"""
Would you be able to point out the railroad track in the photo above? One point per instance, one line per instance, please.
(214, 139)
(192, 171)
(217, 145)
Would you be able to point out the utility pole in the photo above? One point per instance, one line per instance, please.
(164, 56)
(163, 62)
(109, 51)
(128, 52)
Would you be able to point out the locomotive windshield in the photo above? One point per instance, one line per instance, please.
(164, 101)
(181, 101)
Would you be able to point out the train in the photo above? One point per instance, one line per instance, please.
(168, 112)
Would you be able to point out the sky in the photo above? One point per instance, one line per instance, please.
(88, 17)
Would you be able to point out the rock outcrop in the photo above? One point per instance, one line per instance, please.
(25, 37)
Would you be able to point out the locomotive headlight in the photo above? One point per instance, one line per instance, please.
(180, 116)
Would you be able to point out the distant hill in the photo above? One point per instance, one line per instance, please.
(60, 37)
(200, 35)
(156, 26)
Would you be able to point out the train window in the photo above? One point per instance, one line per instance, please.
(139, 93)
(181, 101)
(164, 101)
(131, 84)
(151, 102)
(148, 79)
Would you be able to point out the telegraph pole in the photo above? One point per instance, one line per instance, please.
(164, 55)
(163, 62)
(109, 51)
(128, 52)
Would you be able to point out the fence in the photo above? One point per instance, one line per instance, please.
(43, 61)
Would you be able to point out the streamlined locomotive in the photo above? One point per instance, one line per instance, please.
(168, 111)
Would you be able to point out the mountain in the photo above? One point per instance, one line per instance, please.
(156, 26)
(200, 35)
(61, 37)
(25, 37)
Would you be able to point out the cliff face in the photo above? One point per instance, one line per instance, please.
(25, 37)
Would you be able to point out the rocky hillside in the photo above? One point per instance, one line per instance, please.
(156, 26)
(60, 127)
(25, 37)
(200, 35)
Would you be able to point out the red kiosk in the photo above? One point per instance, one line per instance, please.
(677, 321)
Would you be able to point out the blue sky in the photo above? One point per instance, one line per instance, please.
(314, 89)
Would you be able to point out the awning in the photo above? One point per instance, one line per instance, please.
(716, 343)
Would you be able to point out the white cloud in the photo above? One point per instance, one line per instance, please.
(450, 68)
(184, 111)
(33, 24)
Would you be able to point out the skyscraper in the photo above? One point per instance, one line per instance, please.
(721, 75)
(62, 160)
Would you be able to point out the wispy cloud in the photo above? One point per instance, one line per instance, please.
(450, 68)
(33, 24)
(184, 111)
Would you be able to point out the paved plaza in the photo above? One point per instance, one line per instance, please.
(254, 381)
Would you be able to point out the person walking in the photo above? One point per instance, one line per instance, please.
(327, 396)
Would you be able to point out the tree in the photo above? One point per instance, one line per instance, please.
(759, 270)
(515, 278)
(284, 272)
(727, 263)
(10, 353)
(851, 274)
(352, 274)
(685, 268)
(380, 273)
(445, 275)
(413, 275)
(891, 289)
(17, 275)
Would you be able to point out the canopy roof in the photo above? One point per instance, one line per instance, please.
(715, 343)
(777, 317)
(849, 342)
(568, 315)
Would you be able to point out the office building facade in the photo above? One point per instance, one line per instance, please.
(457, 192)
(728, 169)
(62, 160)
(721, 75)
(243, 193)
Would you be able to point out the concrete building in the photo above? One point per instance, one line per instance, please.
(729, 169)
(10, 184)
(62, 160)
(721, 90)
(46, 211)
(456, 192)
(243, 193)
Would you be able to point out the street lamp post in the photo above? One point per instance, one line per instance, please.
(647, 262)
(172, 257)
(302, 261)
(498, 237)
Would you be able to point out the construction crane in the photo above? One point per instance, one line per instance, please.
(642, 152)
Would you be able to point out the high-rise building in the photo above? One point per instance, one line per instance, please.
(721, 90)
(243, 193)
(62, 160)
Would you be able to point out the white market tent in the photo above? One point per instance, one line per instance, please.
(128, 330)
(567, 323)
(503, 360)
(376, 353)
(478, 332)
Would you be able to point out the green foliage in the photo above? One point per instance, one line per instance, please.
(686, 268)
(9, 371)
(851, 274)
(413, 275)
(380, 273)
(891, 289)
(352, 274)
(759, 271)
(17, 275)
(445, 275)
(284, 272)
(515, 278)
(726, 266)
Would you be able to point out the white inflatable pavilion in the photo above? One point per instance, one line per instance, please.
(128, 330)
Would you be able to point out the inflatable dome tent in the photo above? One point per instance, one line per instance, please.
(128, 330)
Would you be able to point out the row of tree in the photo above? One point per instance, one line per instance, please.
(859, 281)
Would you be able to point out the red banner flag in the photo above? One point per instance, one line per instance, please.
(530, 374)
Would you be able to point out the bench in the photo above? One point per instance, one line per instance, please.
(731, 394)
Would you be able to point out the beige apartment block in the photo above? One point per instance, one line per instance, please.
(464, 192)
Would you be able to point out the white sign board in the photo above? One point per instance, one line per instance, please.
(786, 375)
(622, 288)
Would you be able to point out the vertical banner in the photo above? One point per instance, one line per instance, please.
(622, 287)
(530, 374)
"""
"""
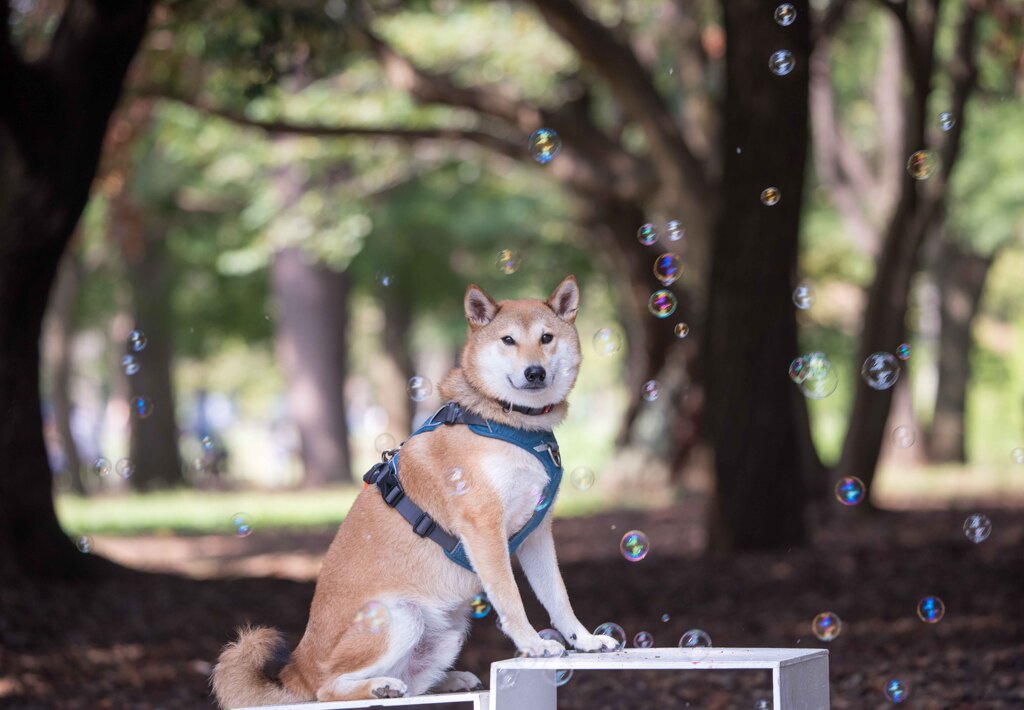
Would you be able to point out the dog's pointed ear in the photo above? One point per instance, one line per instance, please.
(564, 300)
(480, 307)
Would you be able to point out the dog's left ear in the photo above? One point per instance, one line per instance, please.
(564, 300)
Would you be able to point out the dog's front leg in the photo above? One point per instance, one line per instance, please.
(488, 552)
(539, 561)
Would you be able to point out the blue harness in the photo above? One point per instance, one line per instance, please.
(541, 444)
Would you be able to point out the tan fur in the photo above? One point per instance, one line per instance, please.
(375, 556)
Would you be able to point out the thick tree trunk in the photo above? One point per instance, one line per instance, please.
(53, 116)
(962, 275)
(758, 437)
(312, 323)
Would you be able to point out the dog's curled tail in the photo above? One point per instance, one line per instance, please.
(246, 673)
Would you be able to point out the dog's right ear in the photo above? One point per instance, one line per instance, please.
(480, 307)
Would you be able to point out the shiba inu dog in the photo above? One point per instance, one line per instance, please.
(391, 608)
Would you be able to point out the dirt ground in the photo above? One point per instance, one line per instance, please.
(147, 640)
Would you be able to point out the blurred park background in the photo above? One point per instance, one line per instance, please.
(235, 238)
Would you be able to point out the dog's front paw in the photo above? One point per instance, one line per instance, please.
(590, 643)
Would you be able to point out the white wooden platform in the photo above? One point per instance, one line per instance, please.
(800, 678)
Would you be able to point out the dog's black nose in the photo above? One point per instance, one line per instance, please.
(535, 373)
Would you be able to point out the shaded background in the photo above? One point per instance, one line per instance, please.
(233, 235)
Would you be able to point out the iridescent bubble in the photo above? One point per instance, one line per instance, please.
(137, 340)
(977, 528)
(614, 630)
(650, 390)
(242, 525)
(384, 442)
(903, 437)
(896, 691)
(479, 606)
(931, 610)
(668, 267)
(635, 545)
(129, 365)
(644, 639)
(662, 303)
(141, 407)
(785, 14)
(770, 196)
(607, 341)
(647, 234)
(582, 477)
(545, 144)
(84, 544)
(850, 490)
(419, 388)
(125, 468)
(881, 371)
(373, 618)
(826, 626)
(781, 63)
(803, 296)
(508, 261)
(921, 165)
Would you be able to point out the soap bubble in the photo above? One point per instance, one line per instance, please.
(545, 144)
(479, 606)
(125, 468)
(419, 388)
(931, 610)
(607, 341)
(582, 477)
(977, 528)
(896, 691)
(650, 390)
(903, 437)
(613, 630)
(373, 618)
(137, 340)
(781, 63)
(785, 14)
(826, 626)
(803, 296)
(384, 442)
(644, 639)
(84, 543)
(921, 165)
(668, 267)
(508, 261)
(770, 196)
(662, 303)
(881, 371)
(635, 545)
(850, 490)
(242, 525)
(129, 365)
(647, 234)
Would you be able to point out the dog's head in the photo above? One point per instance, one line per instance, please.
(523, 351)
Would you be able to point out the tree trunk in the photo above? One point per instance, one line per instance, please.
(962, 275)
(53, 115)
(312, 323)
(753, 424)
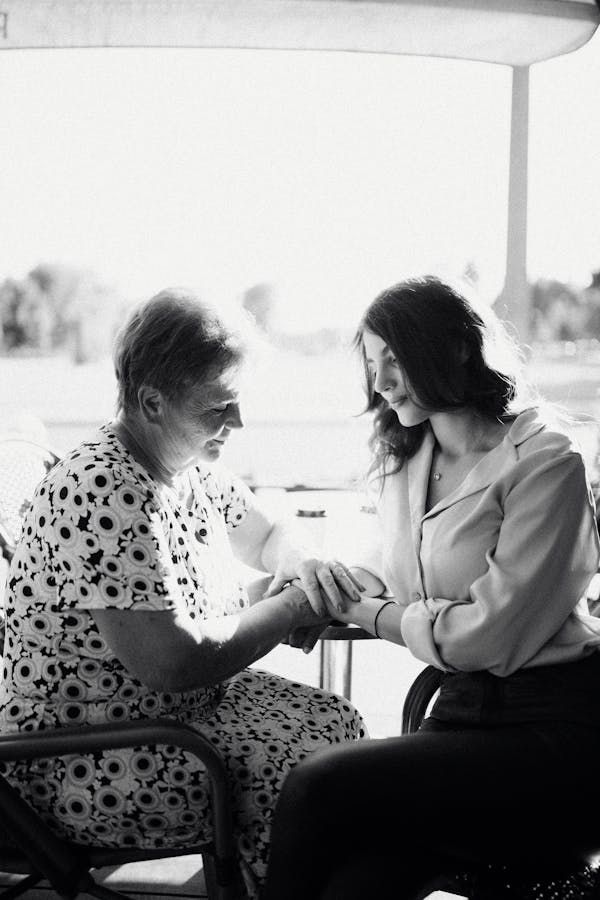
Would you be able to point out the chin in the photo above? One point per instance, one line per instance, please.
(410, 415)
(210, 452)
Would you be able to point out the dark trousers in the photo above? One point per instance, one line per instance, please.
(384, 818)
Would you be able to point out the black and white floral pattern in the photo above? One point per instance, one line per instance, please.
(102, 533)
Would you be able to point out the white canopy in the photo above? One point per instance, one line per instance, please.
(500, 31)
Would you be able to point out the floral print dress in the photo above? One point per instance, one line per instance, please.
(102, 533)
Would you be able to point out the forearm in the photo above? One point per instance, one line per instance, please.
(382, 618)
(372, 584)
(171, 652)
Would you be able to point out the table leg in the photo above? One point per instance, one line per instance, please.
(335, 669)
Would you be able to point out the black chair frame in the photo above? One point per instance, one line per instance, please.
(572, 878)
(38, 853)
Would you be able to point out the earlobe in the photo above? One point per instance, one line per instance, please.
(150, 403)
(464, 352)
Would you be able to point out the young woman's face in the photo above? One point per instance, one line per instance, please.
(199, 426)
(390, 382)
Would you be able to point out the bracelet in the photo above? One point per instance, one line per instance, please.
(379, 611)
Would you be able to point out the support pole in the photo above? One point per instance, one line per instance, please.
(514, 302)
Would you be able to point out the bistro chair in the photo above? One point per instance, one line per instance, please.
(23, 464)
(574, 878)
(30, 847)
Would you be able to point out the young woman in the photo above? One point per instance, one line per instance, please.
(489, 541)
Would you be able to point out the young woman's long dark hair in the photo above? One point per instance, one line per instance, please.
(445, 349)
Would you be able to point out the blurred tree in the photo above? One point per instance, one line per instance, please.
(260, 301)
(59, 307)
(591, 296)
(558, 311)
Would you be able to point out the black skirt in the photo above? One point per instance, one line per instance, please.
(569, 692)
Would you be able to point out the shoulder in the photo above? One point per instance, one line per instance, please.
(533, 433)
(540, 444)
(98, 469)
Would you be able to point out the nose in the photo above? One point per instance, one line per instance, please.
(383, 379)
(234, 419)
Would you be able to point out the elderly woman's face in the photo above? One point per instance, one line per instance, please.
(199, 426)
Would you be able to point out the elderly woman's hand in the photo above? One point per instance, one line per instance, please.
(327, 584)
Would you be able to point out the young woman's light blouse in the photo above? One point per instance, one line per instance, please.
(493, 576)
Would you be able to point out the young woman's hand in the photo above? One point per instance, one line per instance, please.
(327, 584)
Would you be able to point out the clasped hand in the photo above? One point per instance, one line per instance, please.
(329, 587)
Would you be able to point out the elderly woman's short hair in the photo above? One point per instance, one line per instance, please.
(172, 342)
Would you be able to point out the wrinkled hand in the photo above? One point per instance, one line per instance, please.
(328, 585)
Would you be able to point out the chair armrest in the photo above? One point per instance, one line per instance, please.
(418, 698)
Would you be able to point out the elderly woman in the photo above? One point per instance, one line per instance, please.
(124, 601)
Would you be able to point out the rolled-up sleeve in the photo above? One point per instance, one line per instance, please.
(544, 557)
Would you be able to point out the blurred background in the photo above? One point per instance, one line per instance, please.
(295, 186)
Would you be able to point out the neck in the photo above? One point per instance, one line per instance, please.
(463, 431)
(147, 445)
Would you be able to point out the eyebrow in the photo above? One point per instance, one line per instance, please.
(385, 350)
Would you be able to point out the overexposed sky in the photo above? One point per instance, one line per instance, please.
"""
- Directive -
How many lines of the material above contain the string "train"? Reply with the number alone.

- Task response -
2